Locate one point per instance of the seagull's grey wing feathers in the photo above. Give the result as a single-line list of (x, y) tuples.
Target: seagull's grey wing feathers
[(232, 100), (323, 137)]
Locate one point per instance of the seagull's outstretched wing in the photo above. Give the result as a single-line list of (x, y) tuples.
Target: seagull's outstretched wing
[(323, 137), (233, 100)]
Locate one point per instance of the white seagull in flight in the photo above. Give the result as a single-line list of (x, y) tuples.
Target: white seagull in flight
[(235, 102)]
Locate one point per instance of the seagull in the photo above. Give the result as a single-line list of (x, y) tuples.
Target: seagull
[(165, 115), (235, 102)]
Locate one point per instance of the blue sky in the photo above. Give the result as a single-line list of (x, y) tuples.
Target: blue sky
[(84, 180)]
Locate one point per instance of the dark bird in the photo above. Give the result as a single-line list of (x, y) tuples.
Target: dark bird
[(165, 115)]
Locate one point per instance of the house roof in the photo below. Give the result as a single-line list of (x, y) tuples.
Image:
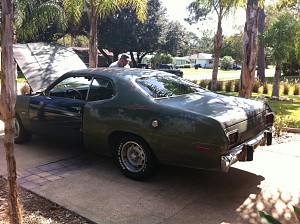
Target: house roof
[(201, 56)]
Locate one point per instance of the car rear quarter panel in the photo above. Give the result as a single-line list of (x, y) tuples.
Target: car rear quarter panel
[(22, 110), (181, 138)]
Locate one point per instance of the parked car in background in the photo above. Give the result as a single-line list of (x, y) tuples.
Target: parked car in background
[(143, 66), (170, 69)]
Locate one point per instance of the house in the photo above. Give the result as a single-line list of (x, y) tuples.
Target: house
[(83, 53), (202, 59)]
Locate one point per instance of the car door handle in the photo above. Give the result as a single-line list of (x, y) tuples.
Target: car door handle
[(78, 109)]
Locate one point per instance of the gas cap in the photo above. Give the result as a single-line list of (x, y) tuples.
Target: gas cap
[(155, 123)]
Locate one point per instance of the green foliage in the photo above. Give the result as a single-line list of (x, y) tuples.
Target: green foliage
[(291, 67), (219, 85), (297, 89), (286, 88), (228, 85), (122, 31), (256, 86), (265, 88), (80, 41), (227, 62), (280, 36), (39, 20), (236, 86)]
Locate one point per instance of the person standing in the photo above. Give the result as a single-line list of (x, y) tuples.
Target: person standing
[(123, 62)]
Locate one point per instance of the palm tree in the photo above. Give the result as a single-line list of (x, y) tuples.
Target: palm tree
[(98, 9), (201, 8)]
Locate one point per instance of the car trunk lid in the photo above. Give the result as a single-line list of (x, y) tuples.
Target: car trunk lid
[(228, 110)]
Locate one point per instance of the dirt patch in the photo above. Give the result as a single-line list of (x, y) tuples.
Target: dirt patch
[(36, 209)]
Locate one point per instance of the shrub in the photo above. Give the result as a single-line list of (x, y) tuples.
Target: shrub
[(228, 85), (195, 81), (219, 85), (270, 219), (227, 62), (265, 88), (204, 83), (296, 89), (286, 88), (256, 86)]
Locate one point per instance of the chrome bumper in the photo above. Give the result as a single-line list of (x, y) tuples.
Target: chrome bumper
[(244, 152)]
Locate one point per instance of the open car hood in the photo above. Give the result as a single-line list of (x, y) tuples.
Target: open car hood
[(42, 63)]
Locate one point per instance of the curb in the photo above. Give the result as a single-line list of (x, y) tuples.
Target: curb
[(291, 130)]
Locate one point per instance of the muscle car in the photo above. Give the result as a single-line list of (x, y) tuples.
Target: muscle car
[(144, 117)]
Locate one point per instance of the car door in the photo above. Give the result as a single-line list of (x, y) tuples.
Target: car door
[(59, 113)]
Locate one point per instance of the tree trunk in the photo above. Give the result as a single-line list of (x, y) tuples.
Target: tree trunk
[(250, 49), (217, 47), (275, 91), (261, 64), (93, 54), (8, 101)]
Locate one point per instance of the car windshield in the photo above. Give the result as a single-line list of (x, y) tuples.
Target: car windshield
[(166, 86)]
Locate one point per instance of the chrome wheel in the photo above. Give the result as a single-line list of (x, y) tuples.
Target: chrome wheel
[(133, 156)]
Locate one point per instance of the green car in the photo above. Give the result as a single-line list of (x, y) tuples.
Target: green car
[(144, 117)]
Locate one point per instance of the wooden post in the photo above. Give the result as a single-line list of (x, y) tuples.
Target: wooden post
[(7, 102)]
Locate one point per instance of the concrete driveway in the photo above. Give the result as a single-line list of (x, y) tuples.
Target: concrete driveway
[(92, 186)]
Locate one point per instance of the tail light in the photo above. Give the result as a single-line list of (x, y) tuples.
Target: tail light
[(269, 118), (233, 137)]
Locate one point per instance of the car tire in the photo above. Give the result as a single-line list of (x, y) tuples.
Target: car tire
[(21, 135), (135, 158)]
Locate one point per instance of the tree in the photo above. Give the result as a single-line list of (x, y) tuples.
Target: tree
[(123, 31), (8, 101), (38, 20), (172, 38), (199, 9), (100, 9), (232, 47), (261, 61), (280, 37), (227, 62), (250, 49)]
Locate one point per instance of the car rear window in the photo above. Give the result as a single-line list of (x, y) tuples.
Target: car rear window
[(166, 86)]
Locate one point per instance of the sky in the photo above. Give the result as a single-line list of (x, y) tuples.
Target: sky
[(177, 11)]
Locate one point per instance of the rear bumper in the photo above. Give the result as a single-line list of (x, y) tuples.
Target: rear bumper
[(244, 152)]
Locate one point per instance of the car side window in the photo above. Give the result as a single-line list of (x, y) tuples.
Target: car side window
[(75, 87), (100, 89)]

────────────────────

REQUIREMENTS
Reproduce every entry above verbatim, leaving out the pictures.

OUTPUT FOR THIS TASK
Locate one point per instance of the seagull's grey wing feathers in the photo above. Give the result as a single-line list of (x, y) tuples.
Target: seagull's grey wing feathers
[(232, 100), (323, 137)]
Locate one point per instance of the seagull's outstretched wing in the photo above. Give the result as a single-line list of (x, y) tuples.
Target: seagull's outstretched wing
[(323, 137), (233, 100)]
Locate one point per instance of the white seagull in flight in the photo above. Give the result as a single-line list of (x, y) tuples.
Target: white seagull in flight
[(235, 102)]
Locate one point per instance of the seagull in the photo above. Give the result as a single-line list of (x, y) tuples.
Target: seagull
[(165, 115), (235, 102)]
Locate one point per instance of the blue sky in the photo above. Give the result as a single-line list of (x, y) tuples.
Target: blue sky
[(84, 180)]
Locate one point per instance of the dark bird in the photo above. Give the result as a single-line list of (x, y) tuples.
Target: dark bird
[(165, 115)]
Locate one point per instance of the house roof in the photo below. Give the result as a single-line list of (x, y) tuples.
Image:
Target: house roof
[(201, 56)]
Locate one point per instance of the car rear quarter panel in the photo above. Give the result as a single-line list of (x, y) tuples.
Target: car rear quarter panel
[(22, 110), (181, 138)]
Locate one point per instance of the parked car in background in the photo above. Give the result as a single-line list of (x, y) tuples.
Target: parked car in background
[(143, 66), (170, 69)]
Locate one point per instance of the house in the photo above. Give the result as a single-line list of (x, y) tuples.
Target: house
[(83, 53), (202, 59)]
Locate one point per instance of the car door handle in the photo above. Give the result as a single-line list of (x, y) tuples.
Target: car door handle
[(78, 109)]
Locate one point per instance of the gas cap in the photo above. Give the result as a single-line list of (x, y) tuples.
Target: gas cap
[(155, 123)]
Locate one point per instance of the green foliage in the photo above. Give the result as a single-line list of (x, y) tuples.
Target: green foliage
[(291, 67), (219, 85), (297, 89), (286, 88), (228, 85), (122, 31), (256, 86), (265, 88), (80, 41), (227, 62), (280, 36), (39, 20), (236, 86)]
Locate one point per instance of the person standing in the photo above. Give the result as a single-line list of (x, y) tuples.
Target: person standing
[(123, 62)]
Locate one point per instance of the palm tree in the photo above. Give the result as a single-line list of (x, y) tuples.
Target: palm tree
[(98, 9), (201, 8)]
Locate one point per instance of the car trunk lid in the photo above. Give the result as a single-line list of (x, y) tuples.
Target: car trunk lid
[(228, 110)]
Locate one point per instance of the dirt patch in the photo above. Give the result as a single-line list of (x, y) tuples.
Target: dirt patch
[(36, 209)]
Locate one point per instance of the shrub in the photo above. Give the result as a single-line list of (x, y) tuples.
Target: shrub
[(228, 85), (195, 81), (219, 85), (270, 219), (227, 62), (265, 88), (204, 83), (296, 89), (286, 88), (256, 86)]
Locate one point per instance of the chrome bumper in the photo above. Give the result as a single-line list of (x, y) tuples.
Target: chrome bumper
[(244, 152)]
Locate one point per instance of the open car hood in the photo above. Give the result as a single-line list of (x, y) tuples.
Target: open car hood
[(42, 63)]
Locate one point per instance of the curb in the photo above. Give the result as a single-line list of (x, y) tuples.
Target: curb
[(291, 130)]
Locate one point per instance of the muscle car in the photo above. Give the result as a single-line list of (x, y) tuples.
Target: muscle car
[(144, 117)]
Locate one point per instance of the car door in the photo above. Give the result as a single-line list of (x, y) tuples.
Target: car door
[(59, 113)]
Locate one point per instance of the tree trunk in the photo above. Give the result as a single-line list of (x, y) tuples.
Target: tree trunk
[(250, 49), (217, 47), (275, 91), (261, 64), (93, 54), (8, 101)]
Locate one point per instance of the car windshield in the photo above. Give the result as a single-line list of (x, y) tuples.
Target: car windshield
[(166, 86)]
Locate one point per instance of the chrome wheel in the photo above. Give the result as a single-line list of (x, y) tuples.
Target: chrome wheel
[(133, 156)]
Locate one point per instance of the green car in the photo above. Give the result as a single-line list of (x, y) tuples.
Target: green car
[(144, 117)]
Locate one point per instance of the wooden post in the photo above. Give the result as a single-line list of (x, y) tuples.
Target: wooden post
[(7, 102)]
Locate one point per instance of the concrete driveway in the photo above. Give the result as a single-line list of (x, y) tuples.
Target: concrete driveway
[(92, 186)]
Locate one point per instance of the tail light in the photo above. Give the result as a single-line list of (x, y) tuples.
Target: tail light
[(269, 118), (233, 137)]
Locate one point per instance of the car tire in the photo above. Give the result as a single-line list of (x, y) tuples.
Target: car tire
[(21, 135), (135, 158)]
Locate one point per instance of the tree in the photo above. Give the result as a single-line list of (x, y) tuples.
Target: tree
[(123, 31), (8, 101), (38, 20), (172, 38), (199, 9), (100, 9), (232, 47), (261, 61), (280, 37), (227, 62), (250, 49)]
Locate one point per instance of the car rear window in the photo above. Give the result as a single-line list of (x, y) tuples.
Target: car rear window
[(166, 86)]
Locate one point per instance of the sky in the photo above. Give the result as a single-line list of (x, y) tuples.
Target: sky
[(177, 11)]
Locate one point per instance of the rear bumper in the photo above. Give the result as a single-line list of (x, y) tuples.
Target: rear bumper
[(244, 152)]
Locate one point per instance of the car side window in the photo above. Give the result as a single-line list of (x, y) tuples.
Target: car side window
[(75, 87), (100, 89)]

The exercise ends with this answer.